*** Opening of DATA EXTRACTS ***

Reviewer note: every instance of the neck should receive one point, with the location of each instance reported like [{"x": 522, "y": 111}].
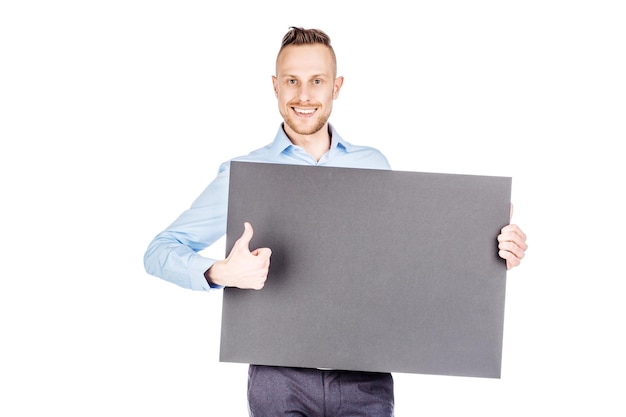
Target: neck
[{"x": 315, "y": 144}]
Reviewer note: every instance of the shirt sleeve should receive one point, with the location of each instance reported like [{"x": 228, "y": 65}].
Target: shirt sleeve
[{"x": 173, "y": 254}]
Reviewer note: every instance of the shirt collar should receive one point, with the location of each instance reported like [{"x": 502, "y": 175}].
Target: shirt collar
[{"x": 282, "y": 142}]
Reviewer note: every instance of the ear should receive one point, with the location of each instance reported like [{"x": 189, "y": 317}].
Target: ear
[{"x": 337, "y": 87}]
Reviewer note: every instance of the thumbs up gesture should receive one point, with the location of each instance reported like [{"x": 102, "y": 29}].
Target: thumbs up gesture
[{"x": 242, "y": 268}]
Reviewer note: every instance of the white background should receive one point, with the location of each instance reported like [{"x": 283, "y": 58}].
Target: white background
[{"x": 116, "y": 114}]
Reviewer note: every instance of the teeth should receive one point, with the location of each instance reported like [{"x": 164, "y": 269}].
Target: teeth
[{"x": 307, "y": 111}]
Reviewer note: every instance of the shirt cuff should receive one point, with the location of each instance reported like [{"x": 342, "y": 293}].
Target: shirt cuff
[{"x": 198, "y": 266}]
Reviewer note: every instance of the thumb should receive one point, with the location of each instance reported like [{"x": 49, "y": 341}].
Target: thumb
[{"x": 246, "y": 237}]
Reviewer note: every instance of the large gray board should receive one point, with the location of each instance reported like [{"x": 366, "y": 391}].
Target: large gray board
[{"x": 371, "y": 270}]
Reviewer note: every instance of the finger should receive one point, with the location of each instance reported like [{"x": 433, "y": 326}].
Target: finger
[{"x": 262, "y": 252}]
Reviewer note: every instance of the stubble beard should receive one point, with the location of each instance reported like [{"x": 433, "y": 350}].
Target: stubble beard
[{"x": 304, "y": 130}]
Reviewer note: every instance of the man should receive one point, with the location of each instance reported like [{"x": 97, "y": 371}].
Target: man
[{"x": 305, "y": 84}]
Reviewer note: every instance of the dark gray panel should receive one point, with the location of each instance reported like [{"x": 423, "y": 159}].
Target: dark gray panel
[{"x": 371, "y": 270}]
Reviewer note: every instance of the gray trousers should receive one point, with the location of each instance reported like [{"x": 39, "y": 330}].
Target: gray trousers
[{"x": 303, "y": 392}]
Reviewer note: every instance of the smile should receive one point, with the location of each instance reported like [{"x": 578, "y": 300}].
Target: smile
[{"x": 304, "y": 112}]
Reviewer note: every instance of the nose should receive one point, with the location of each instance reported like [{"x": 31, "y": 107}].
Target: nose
[{"x": 304, "y": 93}]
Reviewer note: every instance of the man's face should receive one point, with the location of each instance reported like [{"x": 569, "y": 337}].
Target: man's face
[{"x": 305, "y": 86}]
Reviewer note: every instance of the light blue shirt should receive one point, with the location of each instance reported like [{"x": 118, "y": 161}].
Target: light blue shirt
[{"x": 173, "y": 253}]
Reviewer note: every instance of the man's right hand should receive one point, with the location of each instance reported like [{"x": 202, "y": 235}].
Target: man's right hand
[{"x": 242, "y": 268}]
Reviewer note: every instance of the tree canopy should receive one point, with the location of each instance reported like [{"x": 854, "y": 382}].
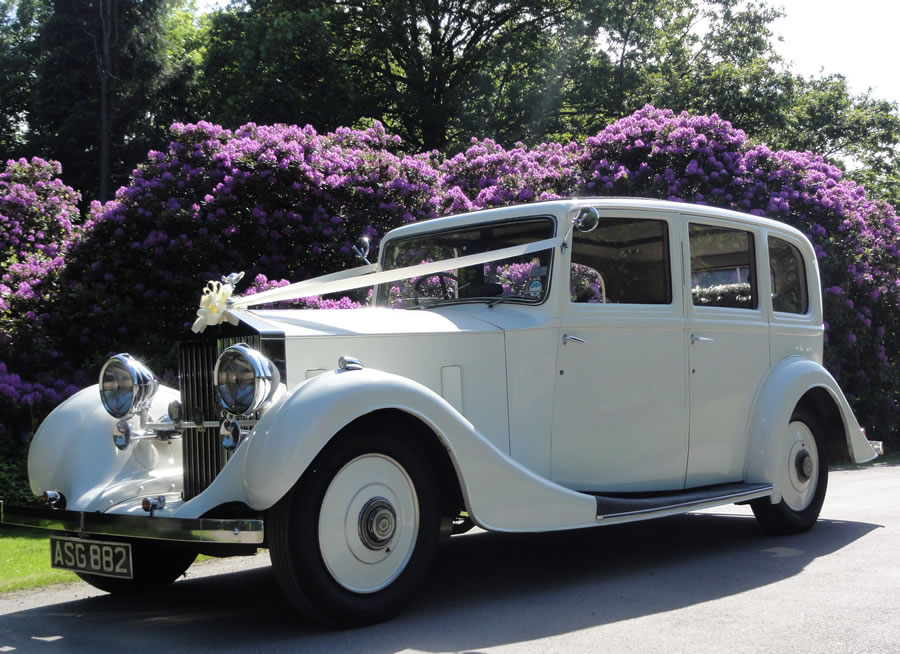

*** Close of DATA EXTRACTS ***

Apart from its pictures, the data is to be repeated exactly.

OUTPUT FOR THIS EXERCISE:
Reviewer note: every instance of the neck should receive one point, with the location of each instance reported like [{"x": 522, "y": 111}].
Target: neck
[{"x": 315, "y": 144}]
Reviewer note: every instance of the shirt sleeve should receive one point, with the location of each instance reported like [{"x": 228, "y": 65}].
Target: shirt sleeve
[{"x": 173, "y": 254}]
Reviewer note: every instance of the shirt collar should receive one point, with the location of each instance reported like [{"x": 502, "y": 175}].
Target: shirt collar
[{"x": 282, "y": 142}]
Reviewer note: every instance of the ear should receive one point, with the location of each instance reported like [{"x": 189, "y": 317}].
Target: ear
[{"x": 337, "y": 87}]
Reviewer note: every instance of the thumbs up gesture should receive one point, with the location of each instance reported like [{"x": 102, "y": 29}].
Target: thumbs up gesture
[{"x": 242, "y": 268}]
Reviewer note: every instance of the white background should receive one point, with the location of each instance reported like [{"x": 283, "y": 58}].
Target: white background
[{"x": 116, "y": 114}]
Reviewer note: every instance of the teeth should receive one point, with the location of each instance reported like [{"x": 164, "y": 269}].
Target: teeth
[{"x": 307, "y": 111}]
Reviewer note: every instance of the shirt cuff should receive one point, with the location of each instance reported like [{"x": 342, "y": 293}].
Target: shirt cuff
[{"x": 198, "y": 266}]
Reviewer note: every instance of the thumb should receive one point, with the location of each instance reported like [{"x": 49, "y": 341}].
Target: thumb
[{"x": 246, "y": 237}]
Reviewer note: every instance of the large gray board should receive one point, with the location of each instance reported like [{"x": 366, "y": 391}].
Target: large gray board
[{"x": 371, "y": 270}]
Reviewer note: every instance of the finger should receive one point, with the location of each instance reported like [{"x": 433, "y": 326}].
Target: finger
[{"x": 262, "y": 252}]
Reviewer note: every instance of the stubble beard should receive one point, with the location of each instance reported like [{"x": 433, "y": 350}].
Target: stubble beard
[{"x": 304, "y": 130}]
Reviewer note: every instance of the man should receive one point, with the location of each instance reported like [{"x": 97, "y": 371}].
Target: man
[{"x": 305, "y": 84}]
Reviewer note: every instance of the dark gray panel should receive one point, with the location of each instance reported like [{"x": 423, "y": 159}].
Target: dark gray panel
[{"x": 371, "y": 270}]
Reviewer note: every instance of the gray trousers should receive one point, with the location of each instance reported like [{"x": 39, "y": 330}].
Target: gray trousers
[{"x": 303, "y": 392}]
Reviewer note: every instance of the smile should receive one point, with the location of each instance reported like [{"x": 578, "y": 300}].
Target: smile
[{"x": 304, "y": 112}]
Reviewer note: every instance of the nose should receive one point, with the location of each instance reported like [{"x": 31, "y": 107}].
Target: nose
[{"x": 304, "y": 93}]
Reviewer note: every instance of the man's face should receive one point, with the location of each instance reported like [{"x": 569, "y": 337}].
Target: man's face
[{"x": 305, "y": 86}]
Reviewer note: every instance of the light blue shirt should receive one point, with the location of each instance reported like [{"x": 118, "y": 161}].
Target: light blue shirt
[{"x": 173, "y": 253}]
Reviewer note: every instance of the man's right hand should receive one point, with the location of each instance reported like [{"x": 202, "y": 235}].
Target: man's right hand
[{"x": 242, "y": 268}]
Reviewer note: every instance of the tree canopy should receive one point, with the location of each instance reported like [{"x": 854, "y": 382}].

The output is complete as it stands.